(Exercise goal):
Rewrite the records between the line holding "Audit checkpoint: the stadium" and the line holding "292 184 490 224", inclusive, so that "Confirm compliance" becomes "Verify compliance" and everything else stays the same.
# start of Data to process
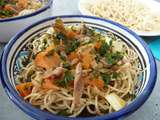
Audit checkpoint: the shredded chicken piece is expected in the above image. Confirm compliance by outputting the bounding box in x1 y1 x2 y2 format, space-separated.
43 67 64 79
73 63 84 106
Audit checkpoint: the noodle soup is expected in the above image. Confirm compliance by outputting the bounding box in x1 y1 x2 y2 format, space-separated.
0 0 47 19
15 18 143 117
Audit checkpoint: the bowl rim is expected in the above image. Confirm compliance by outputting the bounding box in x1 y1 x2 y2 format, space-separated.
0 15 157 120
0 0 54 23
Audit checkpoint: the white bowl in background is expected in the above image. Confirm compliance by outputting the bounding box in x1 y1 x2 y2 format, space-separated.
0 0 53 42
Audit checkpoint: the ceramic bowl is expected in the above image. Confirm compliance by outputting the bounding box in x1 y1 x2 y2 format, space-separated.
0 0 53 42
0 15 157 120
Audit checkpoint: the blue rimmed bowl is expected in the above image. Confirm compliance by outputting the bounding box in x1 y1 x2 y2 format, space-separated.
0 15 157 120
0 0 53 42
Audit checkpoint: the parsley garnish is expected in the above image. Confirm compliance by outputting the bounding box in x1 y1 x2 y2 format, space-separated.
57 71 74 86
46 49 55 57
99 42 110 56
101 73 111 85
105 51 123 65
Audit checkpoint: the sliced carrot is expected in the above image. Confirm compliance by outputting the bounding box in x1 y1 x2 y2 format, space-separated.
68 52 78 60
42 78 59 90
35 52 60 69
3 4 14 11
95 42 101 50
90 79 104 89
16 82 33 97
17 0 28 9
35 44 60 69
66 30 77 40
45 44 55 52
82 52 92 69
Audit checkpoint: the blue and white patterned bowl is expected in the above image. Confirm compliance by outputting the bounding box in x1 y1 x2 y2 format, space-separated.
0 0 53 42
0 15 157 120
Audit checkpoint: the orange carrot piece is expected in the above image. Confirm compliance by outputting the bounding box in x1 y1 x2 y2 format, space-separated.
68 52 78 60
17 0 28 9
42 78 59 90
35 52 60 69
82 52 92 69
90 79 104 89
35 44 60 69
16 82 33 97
# end of Data to process
# start of Data to process
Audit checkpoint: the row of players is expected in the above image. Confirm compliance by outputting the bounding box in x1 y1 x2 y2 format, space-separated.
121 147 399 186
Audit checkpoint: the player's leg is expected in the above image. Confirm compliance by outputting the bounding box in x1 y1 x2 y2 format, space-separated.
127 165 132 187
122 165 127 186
# end of Data to process
# start of Data to process
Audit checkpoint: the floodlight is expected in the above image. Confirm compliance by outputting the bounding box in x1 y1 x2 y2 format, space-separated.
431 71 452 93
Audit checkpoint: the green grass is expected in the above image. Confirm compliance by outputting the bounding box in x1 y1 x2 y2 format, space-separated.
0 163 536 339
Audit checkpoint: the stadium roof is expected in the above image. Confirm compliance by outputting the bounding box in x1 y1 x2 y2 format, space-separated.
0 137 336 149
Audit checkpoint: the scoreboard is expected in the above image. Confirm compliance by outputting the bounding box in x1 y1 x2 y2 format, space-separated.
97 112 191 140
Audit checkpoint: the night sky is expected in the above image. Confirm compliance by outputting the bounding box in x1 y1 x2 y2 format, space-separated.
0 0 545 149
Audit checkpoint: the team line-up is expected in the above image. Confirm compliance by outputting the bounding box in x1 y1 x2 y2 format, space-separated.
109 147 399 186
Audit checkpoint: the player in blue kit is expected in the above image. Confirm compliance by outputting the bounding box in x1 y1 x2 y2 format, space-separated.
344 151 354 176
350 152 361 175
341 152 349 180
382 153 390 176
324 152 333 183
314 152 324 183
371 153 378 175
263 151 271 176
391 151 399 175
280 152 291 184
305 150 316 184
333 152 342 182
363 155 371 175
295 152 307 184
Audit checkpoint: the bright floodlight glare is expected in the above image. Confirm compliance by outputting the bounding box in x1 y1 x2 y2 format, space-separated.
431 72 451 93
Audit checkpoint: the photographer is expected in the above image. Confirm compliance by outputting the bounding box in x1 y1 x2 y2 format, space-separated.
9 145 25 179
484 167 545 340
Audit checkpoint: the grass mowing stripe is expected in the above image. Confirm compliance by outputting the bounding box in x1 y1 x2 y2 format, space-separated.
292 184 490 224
# end of Data to process
(Final result):
Audit checkpoint: the stadium roof is expected in the above image. Verify compliance by outputting the bounding box in x1 y1 x2 y2 format, space-separated.
0 137 336 149
Audit checkpoint: the scoreboard is expected in the above image. Verify compliance by outputting the bounding box in x1 y1 x2 y2 format, space-separated.
97 112 191 140
Audit checkpoint: the night sky is expected in the above image. Verify compliance by outputting the bounding box in x1 y1 x2 y2 format, space-separated.
0 0 545 149
Audit checkpoint: the team line-up is expected in the above image. Verify compliance by outputting the bounding box in x1 y1 x2 y2 format, space-separated.
109 147 399 186
Audit checkpoint: the player in blue kit is expected in the above image. Verify compliance by outputting the bounding box in x1 y1 x2 y2 format, space-separated.
344 151 354 176
350 152 361 175
341 152 349 180
382 153 390 176
324 152 333 183
314 152 324 183
371 153 378 175
263 151 271 176
391 151 399 175
280 152 291 184
305 150 316 184
333 152 342 182
363 155 371 175
295 152 307 184
Audit checkpoint: the bright floodlight glare is expected in the above image. Verify compliance by outputting the bounding box in x1 y1 x2 y2 format, space-separated.
431 72 451 93
Audit checkpoint: the photographer is expected in the above image. Verify compliance by outputting the bounding box in x1 y1 x2 y2 format, space-separated.
9 145 25 179
484 167 545 340
Audit checkpoint: the grass mowing stripe is expected in the above image. Verify compliance by outputting the bounding box in x1 y1 x2 y2 format, space-separated.
292 184 490 224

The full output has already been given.